+++ GIVEN TEXT +++

The ICP’s voltage is directly affected by the real and reactive power consumed by the ICP. This occurs because the power is approximately proportional to the drawn current, resulting in increased voltage drop along the line. Equipment/loads used for heating and cooling typically have a higher power consumption than many other loads. However, such higher power loads may be absent during seasons with mild temperatures that do not require adjustments, or in areas with poor economic conditions where electricity is unaffordable. Moreover, these higher power loads may be missing when households rely on alternative energy sources such as gas, wood pellets, or coal for heating purposes.
A relatively high consumption is crucial for establishing a strong correlation between the voltages at different ICPs, thereby enhancing the accuracy of identifying network topology.
The introduction of DERs has the potential to significantly impact voltage fluctuations within distribution networks. This can pose challenges for traditional techniques that rely on voltage correlation for network topology identification. Moreover, the integration of rooftop solar panels, with their increasing penetration, further exacerbates the issue of phase identification within the network. When many solar systems in the same area generate power at the same time, they cause similar voltage changes across all phases, making phase identification even more difficult.
Conversely, harmonics do not directly depend on the load power but rather on the load type. In the presence of increased non-linear loads, harmonics become more apparent in the LV network, enabling a robust harmonic correlation between ICPs. Moreover, the rise in DERs and electric vehicles will also contribute to an increase in harmonics in the LV network. Consequently, this allows for more accurate results in identifying network topology based on harmonic measurements.

+++

REQUIRED TASKS:
1. Can you summarize the passage on voltage and harmonic correlation for network topology identification in two sentences?
2. Could you pick up the passage on voltage and harmonic correlation for network topology identification and carry it on from its final sentence?

+++ LISTED RECORDS +++

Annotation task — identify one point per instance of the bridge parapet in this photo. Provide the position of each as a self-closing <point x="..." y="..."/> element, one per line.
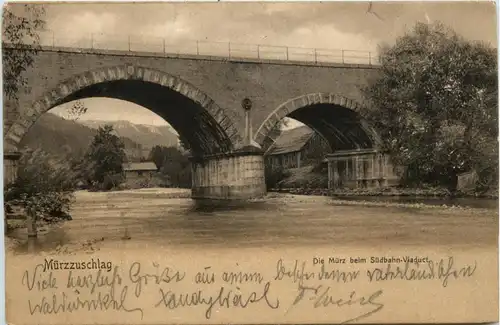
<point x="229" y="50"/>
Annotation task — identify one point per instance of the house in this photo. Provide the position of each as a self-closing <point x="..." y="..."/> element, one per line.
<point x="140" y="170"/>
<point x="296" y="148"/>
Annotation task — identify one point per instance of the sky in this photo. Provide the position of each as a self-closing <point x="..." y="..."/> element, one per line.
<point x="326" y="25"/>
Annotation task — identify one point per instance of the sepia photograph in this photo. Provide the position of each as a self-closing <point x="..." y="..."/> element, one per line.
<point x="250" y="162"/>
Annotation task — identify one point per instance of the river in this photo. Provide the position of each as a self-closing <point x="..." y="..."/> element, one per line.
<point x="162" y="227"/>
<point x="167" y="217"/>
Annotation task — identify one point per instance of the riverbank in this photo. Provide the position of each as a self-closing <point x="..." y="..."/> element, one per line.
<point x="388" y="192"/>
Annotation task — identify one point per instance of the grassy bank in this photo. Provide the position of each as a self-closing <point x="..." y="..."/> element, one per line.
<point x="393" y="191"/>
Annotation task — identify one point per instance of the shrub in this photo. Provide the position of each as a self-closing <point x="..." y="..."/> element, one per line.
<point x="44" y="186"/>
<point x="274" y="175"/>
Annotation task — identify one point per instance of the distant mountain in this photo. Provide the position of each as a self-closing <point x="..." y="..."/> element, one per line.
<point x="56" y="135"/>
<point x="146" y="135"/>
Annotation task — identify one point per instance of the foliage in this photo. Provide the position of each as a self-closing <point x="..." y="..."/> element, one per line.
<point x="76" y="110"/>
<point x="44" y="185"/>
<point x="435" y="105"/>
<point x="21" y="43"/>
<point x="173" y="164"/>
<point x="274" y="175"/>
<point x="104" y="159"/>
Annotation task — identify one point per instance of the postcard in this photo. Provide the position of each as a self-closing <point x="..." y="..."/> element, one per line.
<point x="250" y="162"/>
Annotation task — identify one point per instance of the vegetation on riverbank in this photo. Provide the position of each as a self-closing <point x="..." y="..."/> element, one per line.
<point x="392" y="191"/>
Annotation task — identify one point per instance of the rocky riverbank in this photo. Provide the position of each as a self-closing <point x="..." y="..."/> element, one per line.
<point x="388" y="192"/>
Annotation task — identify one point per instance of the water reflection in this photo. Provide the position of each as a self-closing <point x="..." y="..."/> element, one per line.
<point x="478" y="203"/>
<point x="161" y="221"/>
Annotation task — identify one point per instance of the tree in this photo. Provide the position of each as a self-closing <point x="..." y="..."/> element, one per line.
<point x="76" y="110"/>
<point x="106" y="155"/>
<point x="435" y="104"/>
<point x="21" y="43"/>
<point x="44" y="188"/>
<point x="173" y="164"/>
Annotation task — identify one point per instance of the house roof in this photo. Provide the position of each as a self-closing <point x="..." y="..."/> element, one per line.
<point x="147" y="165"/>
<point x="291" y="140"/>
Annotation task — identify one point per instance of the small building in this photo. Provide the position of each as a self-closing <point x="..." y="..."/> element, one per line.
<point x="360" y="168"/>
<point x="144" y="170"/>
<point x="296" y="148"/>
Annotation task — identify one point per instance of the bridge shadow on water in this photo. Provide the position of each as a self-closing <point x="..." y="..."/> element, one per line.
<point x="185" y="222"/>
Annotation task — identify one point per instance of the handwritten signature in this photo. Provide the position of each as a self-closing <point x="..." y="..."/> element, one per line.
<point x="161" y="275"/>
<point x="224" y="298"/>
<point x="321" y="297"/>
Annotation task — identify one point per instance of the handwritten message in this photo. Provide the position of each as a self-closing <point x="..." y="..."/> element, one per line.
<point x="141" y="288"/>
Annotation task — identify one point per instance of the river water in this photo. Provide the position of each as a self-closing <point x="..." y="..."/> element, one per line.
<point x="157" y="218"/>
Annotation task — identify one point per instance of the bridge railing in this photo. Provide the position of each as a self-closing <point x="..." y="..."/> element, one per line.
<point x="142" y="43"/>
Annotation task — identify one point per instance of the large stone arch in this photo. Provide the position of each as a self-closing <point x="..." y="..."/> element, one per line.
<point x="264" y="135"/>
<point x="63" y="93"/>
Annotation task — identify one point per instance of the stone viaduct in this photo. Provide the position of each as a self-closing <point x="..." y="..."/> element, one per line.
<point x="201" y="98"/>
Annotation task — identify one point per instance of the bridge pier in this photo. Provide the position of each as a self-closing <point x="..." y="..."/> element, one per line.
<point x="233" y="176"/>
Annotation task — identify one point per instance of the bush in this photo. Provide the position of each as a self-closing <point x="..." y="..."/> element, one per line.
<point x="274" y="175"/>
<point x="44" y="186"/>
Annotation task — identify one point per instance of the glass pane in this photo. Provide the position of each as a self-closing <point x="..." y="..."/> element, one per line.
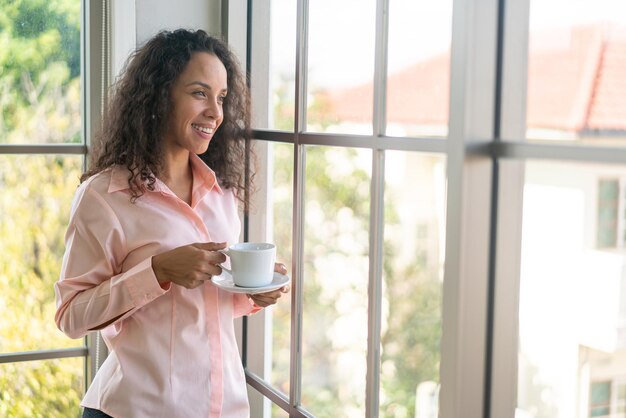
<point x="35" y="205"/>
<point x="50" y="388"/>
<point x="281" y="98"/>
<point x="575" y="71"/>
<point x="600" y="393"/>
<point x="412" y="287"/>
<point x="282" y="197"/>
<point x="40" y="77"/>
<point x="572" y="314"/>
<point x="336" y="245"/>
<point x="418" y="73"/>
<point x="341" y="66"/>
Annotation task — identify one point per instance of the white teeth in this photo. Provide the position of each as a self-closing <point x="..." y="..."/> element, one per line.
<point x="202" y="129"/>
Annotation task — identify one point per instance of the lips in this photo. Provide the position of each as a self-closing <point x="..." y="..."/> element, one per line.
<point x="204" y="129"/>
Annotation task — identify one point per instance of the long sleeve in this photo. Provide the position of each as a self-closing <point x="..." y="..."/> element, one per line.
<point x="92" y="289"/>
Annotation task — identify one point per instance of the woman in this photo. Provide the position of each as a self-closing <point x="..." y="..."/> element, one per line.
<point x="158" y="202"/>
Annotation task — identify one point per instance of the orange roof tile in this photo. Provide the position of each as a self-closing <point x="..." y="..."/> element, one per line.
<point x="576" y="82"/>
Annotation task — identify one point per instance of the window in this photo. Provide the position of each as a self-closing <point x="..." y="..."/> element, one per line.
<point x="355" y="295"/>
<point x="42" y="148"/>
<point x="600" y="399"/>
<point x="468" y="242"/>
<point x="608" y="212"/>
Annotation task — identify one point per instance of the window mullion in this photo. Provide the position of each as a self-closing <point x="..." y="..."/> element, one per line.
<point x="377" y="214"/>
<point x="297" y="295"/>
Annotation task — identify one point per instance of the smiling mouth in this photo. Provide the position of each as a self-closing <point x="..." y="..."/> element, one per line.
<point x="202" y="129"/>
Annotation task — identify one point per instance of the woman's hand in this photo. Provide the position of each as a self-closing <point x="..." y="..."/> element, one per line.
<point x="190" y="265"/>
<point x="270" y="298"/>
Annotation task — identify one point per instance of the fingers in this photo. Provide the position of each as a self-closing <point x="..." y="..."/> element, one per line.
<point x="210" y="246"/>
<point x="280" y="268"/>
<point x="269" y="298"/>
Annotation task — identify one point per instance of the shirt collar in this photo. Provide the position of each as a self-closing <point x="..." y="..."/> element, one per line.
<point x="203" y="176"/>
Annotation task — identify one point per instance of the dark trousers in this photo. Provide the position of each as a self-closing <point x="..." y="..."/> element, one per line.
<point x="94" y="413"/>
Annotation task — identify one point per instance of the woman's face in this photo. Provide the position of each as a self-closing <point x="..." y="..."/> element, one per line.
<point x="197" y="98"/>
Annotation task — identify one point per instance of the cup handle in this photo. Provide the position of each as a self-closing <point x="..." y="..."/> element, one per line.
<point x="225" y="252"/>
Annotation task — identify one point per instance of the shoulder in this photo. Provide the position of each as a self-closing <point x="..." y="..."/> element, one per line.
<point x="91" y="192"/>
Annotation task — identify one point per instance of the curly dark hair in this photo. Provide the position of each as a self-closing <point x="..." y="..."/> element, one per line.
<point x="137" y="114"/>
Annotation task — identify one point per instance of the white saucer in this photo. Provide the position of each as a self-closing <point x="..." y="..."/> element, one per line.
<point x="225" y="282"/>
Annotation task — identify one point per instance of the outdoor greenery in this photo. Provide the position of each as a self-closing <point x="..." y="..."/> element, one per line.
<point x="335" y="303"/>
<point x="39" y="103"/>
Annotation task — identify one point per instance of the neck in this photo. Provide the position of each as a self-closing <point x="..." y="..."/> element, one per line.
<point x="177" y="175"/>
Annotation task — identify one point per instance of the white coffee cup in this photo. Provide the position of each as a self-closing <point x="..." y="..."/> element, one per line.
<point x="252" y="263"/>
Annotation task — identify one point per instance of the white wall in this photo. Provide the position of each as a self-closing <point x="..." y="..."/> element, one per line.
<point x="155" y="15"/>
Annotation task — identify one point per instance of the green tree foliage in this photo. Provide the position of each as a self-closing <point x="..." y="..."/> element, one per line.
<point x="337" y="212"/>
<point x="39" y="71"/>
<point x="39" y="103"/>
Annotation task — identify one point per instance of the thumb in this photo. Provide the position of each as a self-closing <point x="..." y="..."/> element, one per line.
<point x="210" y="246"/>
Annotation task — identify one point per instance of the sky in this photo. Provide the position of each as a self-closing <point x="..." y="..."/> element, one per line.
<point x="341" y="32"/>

+++
+++ LISTED RECORDS +++

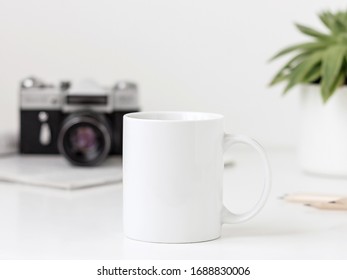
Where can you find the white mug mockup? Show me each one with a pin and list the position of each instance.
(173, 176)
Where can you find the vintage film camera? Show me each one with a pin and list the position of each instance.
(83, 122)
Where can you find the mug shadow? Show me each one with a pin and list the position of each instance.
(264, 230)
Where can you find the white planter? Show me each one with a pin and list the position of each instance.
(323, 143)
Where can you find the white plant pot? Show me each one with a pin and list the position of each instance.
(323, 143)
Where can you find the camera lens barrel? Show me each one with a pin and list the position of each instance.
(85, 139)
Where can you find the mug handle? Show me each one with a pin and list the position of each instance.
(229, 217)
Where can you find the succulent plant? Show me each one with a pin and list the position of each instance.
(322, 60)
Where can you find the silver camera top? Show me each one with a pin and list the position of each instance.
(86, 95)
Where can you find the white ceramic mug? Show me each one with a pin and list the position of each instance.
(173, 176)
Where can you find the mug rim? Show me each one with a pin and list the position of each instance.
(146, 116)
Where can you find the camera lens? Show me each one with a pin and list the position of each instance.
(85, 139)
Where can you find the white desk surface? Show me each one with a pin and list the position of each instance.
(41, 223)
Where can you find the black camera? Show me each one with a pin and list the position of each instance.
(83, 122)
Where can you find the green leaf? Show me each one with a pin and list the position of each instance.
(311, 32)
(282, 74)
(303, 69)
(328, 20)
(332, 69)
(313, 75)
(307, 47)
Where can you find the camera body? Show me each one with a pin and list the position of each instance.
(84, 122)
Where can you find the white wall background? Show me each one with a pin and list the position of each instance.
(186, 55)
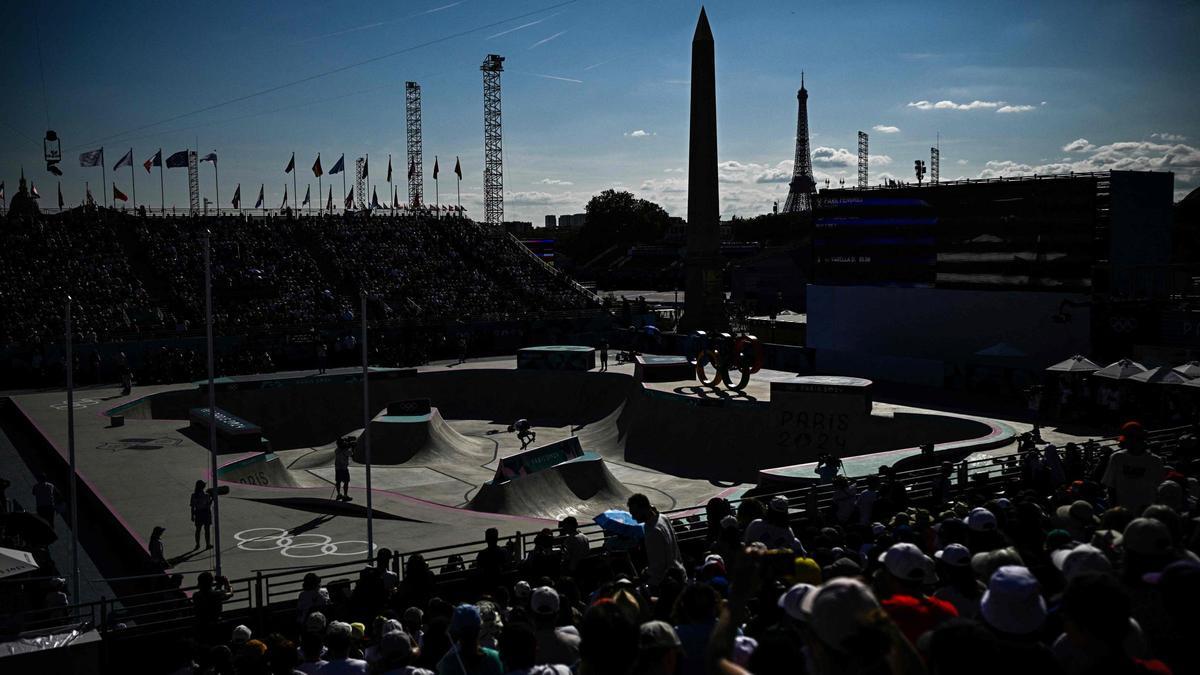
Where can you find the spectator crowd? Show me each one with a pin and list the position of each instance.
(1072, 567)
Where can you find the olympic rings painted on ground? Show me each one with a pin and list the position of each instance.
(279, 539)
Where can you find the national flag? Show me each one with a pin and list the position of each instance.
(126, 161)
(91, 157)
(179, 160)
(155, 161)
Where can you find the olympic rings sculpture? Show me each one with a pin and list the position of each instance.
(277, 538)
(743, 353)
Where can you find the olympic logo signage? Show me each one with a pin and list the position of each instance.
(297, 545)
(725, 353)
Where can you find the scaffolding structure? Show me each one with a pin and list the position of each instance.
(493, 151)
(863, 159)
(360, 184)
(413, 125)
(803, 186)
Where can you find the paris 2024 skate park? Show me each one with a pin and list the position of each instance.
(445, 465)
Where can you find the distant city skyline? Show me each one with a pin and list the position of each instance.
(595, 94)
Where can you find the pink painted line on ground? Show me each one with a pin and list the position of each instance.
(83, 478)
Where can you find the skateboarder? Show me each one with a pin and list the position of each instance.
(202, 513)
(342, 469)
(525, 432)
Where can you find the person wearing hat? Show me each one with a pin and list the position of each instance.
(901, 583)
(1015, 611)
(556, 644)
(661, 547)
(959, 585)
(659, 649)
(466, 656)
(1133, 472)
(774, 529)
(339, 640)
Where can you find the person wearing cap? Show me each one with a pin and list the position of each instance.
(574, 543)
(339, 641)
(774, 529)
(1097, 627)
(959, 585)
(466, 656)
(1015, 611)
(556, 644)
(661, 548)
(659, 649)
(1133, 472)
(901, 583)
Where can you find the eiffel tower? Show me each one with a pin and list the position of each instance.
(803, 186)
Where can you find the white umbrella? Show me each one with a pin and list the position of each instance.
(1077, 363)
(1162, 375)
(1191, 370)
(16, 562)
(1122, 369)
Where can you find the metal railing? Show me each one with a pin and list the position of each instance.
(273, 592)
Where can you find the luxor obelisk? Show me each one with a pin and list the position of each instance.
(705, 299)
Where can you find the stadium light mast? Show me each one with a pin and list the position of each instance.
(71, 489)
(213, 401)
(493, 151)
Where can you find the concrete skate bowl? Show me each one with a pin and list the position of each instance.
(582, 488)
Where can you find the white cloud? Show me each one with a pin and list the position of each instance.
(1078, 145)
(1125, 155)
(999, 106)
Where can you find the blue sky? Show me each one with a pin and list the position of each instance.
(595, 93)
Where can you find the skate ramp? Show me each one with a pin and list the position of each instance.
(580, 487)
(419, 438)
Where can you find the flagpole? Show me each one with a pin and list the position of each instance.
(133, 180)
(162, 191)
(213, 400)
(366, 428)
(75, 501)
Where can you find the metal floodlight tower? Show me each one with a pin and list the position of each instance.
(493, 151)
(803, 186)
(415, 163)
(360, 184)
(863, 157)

+++

SET OF ANSWERS:
1. An ICP's voltage depends on the power it consumes, so voltage correlation between ICPs, which is needed to identify network topology, is strong only when consumption is relatively high, and it weakens when high-power heating and cooling loads are absent or when DERs such as rooftop solar cause similar voltage changes across all phases. Harmonics, by contrast, depend on load type rather than load power, and growing numbers of non-linear loads, DERs and electric vehicles make harmonic correlation between ICPs stronger, which allows more accurate topology identification.

2.
Energy theft can alter the consumption trend of ICPs, although the overall energy consumption will increase. Energy theft can increase the voltage drop, and it might provide more distinguished features to the phases where the theft is occurring, resulting in more accurate topology identification results.
Balanced three-phase loads, or phase-to-phase connected loads (that are connected between phases rather than phase-to-neutral), will affect the same phases with a similar trend of voltage variation. This may lead to the introduction of correlations between phases that do not reflect their topological connections.

2.3. Load Demand Response

The demand response of the ICP may be synchronised in a manner that complicates the network identification process. This occurrence can be outlined as follows:
  • Some utilities introduce programmes to incentivise consumers to reduce or shift their electricity usage during peak demand periods. Moreover, certain companies offer programmes such as “free hours” power plans. These initiatives can result in increased or decreased demand during specific times, leading to voltage variations that exhibit similar trends across wider geographical areas.
  • The implementation of ripple control for hot water cylinders can adjust the load across the entire network in a synchronised manner. This adjustment strengthens the correlation between different phases, potentially causing misidentification of the network structure. The broader the coverage of ripple control across an area, the more pronounced its effects become. This phenomenon occurs because its impact permeates through both LV networks and is compounded by similar LV demand control measures in adjacent networks.
  • The Vehicle-to-Grid (V2G) technology presents another challenge. Although V2G technologies remain in the early developmental stages, the potential for synchronised control by third parties may emerge in future implementations. When such capabilities materialise, the coordinated utilisation of V2G infrastructure on a large scale could substantially increase the correlation between different phases and networks within the system, thereby complicating the network identification processes.
Overall, the introduction of DERs, dynamic load demand, and emerging technologies such as V2G have profound implications for network topology identification and phase recognition in distribution systems. Consequently, there is a pressing need for the development of novel methodologies and algorithms to effectively address these challenges in contemporary distribution network management.

2.4. Network Structures

The structure of a network can significantly impact the correlation matrix between different ICPs. For example, in networks with radial and long feeders, the correlations between ICPs are more distinct. Conversely, mesh networks might make these correlations less clear, potentially affecting the performance of the network identification algorithms.
The extensive size of the network and the high number of ICPs typically result in a more distinct correlation matrix. However, a higher number of ICPs can increase the probability of exhibiting misleading strong correlations between ICPs that lack physical linkage.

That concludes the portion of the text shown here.